PROBLEM A:
Print everything in the court ruling excerpt from "After reviewing the" down to "6 months suspended.".

SOURCE TEXT:
The trial court ruled that it would not provide inconsistent firearm definitions to the jury.
After reviewing the various proposed instructions, it granted Jury Instructions 18 and 19 and refused Jury Instructions 20 and 21.
After closing argument, the jury convicted Burton of (1) possession of cocaine as a lesser-included offense of possession with the intent to distribute cocaine; (2) possession of a firearm while possessing cocaine, as a lesser-included offense of possessing a firearm while possessing cocaine with the intent to distribute; (3) two counts of brandishing a firearm; and, (4) carrying a concealed weapon. The trial court sentenced Burton to a total of 15 years and 36 months’ incarceration, with 9 years and 6 months suspended.
On appeal, Burton argues that the trial court provided the jury only “incomplete” definitions of a firearm. As he did before the trial court, he posits that Code § 18.2-308.4 “has two different [firearm] standards, depending upon whether the drugs were in simple possession or in possession with intent to distribute.” He maintains that Jury Instruction 13 correctly identified the “simple possession” offense under Code § 18.2-308.4(A) as a lesser-included offense of a “possession with intent to distribute” offense under Code § 18.2-308.4(C). He also argues that Jury Instruction 18 correctly defined “firearm” for an offense under Code § 18.2-308.4(C) for possessing a firearm while possessing a controlled substance with the intent to distribute. Even so, he asserts that for “simple possession” under subsections A and B, “the
-5- firearm must objectively be shown to be a real firearm.” Thus, he contends that the trial court should have granted Jury Instruction 21 but not Jury Instruction 19.

RECORD EXCERPTS:
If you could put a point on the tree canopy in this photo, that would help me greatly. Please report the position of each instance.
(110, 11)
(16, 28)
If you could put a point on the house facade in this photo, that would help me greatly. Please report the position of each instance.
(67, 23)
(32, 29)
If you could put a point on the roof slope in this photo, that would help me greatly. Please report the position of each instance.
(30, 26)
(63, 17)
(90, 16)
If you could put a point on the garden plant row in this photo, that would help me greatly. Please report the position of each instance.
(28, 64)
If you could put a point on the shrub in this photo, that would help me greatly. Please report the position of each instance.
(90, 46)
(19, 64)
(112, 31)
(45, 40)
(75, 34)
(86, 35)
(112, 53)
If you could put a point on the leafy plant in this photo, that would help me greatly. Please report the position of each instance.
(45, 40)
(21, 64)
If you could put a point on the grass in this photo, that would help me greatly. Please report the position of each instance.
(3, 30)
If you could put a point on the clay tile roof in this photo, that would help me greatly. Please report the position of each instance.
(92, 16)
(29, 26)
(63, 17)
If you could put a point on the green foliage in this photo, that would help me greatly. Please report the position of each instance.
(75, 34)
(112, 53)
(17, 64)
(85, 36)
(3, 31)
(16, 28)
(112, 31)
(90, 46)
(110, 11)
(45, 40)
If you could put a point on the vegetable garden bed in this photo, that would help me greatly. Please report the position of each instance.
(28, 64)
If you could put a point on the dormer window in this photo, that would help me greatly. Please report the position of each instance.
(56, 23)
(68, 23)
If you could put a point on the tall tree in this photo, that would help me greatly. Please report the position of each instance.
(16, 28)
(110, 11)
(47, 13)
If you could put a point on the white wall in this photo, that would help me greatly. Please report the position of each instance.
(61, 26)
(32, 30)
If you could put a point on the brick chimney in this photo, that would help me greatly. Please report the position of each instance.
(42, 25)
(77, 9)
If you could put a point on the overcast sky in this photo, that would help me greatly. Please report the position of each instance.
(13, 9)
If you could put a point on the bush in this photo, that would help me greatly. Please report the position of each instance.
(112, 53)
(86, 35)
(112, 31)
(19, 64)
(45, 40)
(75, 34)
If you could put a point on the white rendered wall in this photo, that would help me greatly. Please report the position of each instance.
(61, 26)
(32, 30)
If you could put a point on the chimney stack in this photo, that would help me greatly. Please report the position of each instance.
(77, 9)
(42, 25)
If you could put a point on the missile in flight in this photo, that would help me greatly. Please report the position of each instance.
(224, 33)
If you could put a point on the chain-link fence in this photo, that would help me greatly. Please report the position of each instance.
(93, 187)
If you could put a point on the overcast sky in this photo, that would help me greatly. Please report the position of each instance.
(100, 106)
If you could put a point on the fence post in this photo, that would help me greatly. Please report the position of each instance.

PROBLEM B:
Identify each line of the records that contains the word "plant", and copy those lines.

FULL ANSWER A:
After reviewing the various proposed instructions, it granted Jury Instructions 18 and 19 and refused Jury Instructions 20 and 21.
After closing argument, the jury convicted Burton of (1) possession of cocaine as a lesser-included offense of possession with the intent to distribute cocaine; (2) possession of a firearm while possessing cocaine, as a lesser-included offense of possessing a firearm while possessing cocaine with the intent to distribute; (3) two counts of brandishing a firearm; and, (4) carrying a concealed weapon. The trial court sentenced Burton to a total of 15 years and 36 months’ incarceration, with 9 years and 6 months suspended.

FULL ANSWER B:
If you could put a point on the garden plant row in this photo, that would help me greatly. Please report the position of each instance.
If you could put a point on the leafy plant in this photo, that would help me greatly. Please report the position of each instance.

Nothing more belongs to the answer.